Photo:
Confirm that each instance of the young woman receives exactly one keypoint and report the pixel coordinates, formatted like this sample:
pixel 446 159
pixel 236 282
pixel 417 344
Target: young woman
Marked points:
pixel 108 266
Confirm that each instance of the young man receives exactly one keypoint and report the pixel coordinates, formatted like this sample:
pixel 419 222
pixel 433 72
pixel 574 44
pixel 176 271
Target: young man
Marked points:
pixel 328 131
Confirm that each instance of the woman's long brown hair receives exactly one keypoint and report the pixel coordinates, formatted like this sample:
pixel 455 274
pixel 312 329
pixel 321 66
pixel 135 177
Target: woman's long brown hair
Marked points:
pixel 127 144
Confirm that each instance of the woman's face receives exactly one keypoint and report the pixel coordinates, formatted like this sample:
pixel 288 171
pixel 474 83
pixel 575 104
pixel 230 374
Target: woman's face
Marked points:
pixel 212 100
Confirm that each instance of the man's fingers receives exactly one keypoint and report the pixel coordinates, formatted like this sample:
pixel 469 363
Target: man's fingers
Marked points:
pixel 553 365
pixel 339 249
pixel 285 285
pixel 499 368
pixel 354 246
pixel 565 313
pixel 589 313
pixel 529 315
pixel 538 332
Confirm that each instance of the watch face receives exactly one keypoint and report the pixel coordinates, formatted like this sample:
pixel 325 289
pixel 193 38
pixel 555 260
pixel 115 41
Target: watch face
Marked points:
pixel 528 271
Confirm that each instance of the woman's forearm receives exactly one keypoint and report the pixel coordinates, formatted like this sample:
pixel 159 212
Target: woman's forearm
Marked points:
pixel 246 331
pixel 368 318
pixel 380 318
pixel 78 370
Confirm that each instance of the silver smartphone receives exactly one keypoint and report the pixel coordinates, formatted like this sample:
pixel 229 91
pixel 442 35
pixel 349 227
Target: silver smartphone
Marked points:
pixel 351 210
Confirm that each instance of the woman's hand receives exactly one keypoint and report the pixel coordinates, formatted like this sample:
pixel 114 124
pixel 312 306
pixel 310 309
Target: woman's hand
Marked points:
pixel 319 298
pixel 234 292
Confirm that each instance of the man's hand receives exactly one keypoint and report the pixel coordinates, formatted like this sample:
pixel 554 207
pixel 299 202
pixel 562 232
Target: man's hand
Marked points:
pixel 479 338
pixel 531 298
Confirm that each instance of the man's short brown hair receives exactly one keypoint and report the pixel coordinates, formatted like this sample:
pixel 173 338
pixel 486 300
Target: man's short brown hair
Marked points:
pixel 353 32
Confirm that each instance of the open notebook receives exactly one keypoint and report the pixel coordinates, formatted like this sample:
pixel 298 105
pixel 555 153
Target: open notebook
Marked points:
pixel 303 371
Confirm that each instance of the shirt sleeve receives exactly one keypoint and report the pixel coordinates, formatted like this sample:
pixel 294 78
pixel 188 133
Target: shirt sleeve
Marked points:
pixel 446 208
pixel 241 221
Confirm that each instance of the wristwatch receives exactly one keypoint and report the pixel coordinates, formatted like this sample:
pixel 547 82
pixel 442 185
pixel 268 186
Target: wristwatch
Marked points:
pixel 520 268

------------------------

◆ WHAT THE TASK ASKS ◆
Convert every line of the records above into a JSON array of strings, one string per line, with blank lines omitted.

◆ RESULT BELOW ◆
[
  "Photo:",
  "Confirm that each instance of the young woman receives exactly one keypoint and report the pixel coordinates, formatted like this sample:",
  "pixel 446 159",
  "pixel 236 282",
  "pixel 417 344",
  "Target: young woman",
  "Marked points:",
  "pixel 108 266",
  "Confirm that each instance of the young man receives exactly one keypoint and report the pixel coordinates, formatted like this sample:",
  "pixel 419 222",
  "pixel 433 72",
  "pixel 574 44",
  "pixel 176 271",
  "Target: young man",
  "Marked points:",
  "pixel 328 131",
  "Confirm that each instance of the woman's long brown hair receives exactly one keypoint and report the pixel coordinates, formatted like this sample:",
  "pixel 455 274",
  "pixel 312 329",
  "pixel 321 66",
  "pixel 135 177",
  "Target: woman's long brown hair",
  "Marked points:",
  "pixel 127 144",
  "Confirm that each instance of the woman's face receives exactly one keypoint and report the pixel coordinates, formatted like this sample:",
  "pixel 288 171",
  "pixel 474 83",
  "pixel 575 104",
  "pixel 230 374",
  "Target: woman's face",
  "Marked points:",
  "pixel 212 100",
  "Confirm that each instance of the man's fingers receives exactly one keypoint and report the pixel coordinates, formatted like this sample:",
  "pixel 469 363",
  "Target: man's fingers",
  "Marked points:",
  "pixel 553 365",
  "pixel 339 249",
  "pixel 285 285",
  "pixel 499 368",
  "pixel 354 246",
  "pixel 565 313",
  "pixel 589 313",
  "pixel 529 315",
  "pixel 538 332",
  "Confirm that each instance of the watch face receives exactly one keypoint and report the pixel coordinates, formatted like this sample:",
  "pixel 325 289",
  "pixel 193 38",
  "pixel 555 260",
  "pixel 115 41",
  "Target: watch face",
  "Marked points:",
  "pixel 528 271",
  "Confirm that each instance of the woman's forearm receives exactly one keypoint and report the pixel coordinates, formatted like this sample:",
  "pixel 159 212",
  "Target: woman's forearm",
  "Marked points:",
  "pixel 246 331",
  "pixel 368 318",
  "pixel 380 318",
  "pixel 78 370",
  "Confirm that each instance of the silver smartphone receives exactly one keypoint and report the pixel coordinates, formatted like this sample:",
  "pixel 229 91",
  "pixel 442 35",
  "pixel 349 227",
  "Target: silver smartphone",
  "Marked points:",
  "pixel 351 210",
  "Confirm that each instance of the woman's hand receives exactly one keypoint and report the pixel coordinates, formatted like this sample:",
  "pixel 114 124",
  "pixel 312 306",
  "pixel 310 309",
  "Target: woman's hand",
  "Marked points:",
  "pixel 319 298",
  "pixel 234 292",
  "Confirm that each instance of the man's hand receives exactly one keypoint and report the pixel coordinates, formatted like this sample:",
  "pixel 554 207",
  "pixel 299 202",
  "pixel 562 232",
  "Target: man's hand",
  "Marked points:",
  "pixel 479 338",
  "pixel 531 298",
  "Confirm that each instance of the man's short brown hair receives exactly one keypoint and report the pixel coordinates, formatted like this sample:",
  "pixel 173 338",
  "pixel 486 300",
  "Target: man's short brown hair",
  "Marked points:",
  "pixel 353 32",
  "Confirm that each instance of the open notebook receives exactly one keypoint and report the pixel coordinates, formatted like this sample:",
  "pixel 298 105",
  "pixel 555 153",
  "Target: open notebook",
  "Marked points:",
  "pixel 303 371",
  "Confirm that each instance of the shirt sleeve receives exactly one keypoint and report the pixel coordinates, formatted like this sample:",
  "pixel 294 78",
  "pixel 188 133",
  "Target: shirt sleeve",
  "Marked points:",
  "pixel 446 208",
  "pixel 241 221",
  "Confirm that each instance of the wristwatch receives exactly one keypoint and report the pixel coordinates, formatted like this sample:",
  "pixel 547 82",
  "pixel 442 185",
  "pixel 268 186",
  "Target: wristwatch",
  "Marked points:",
  "pixel 520 268"
]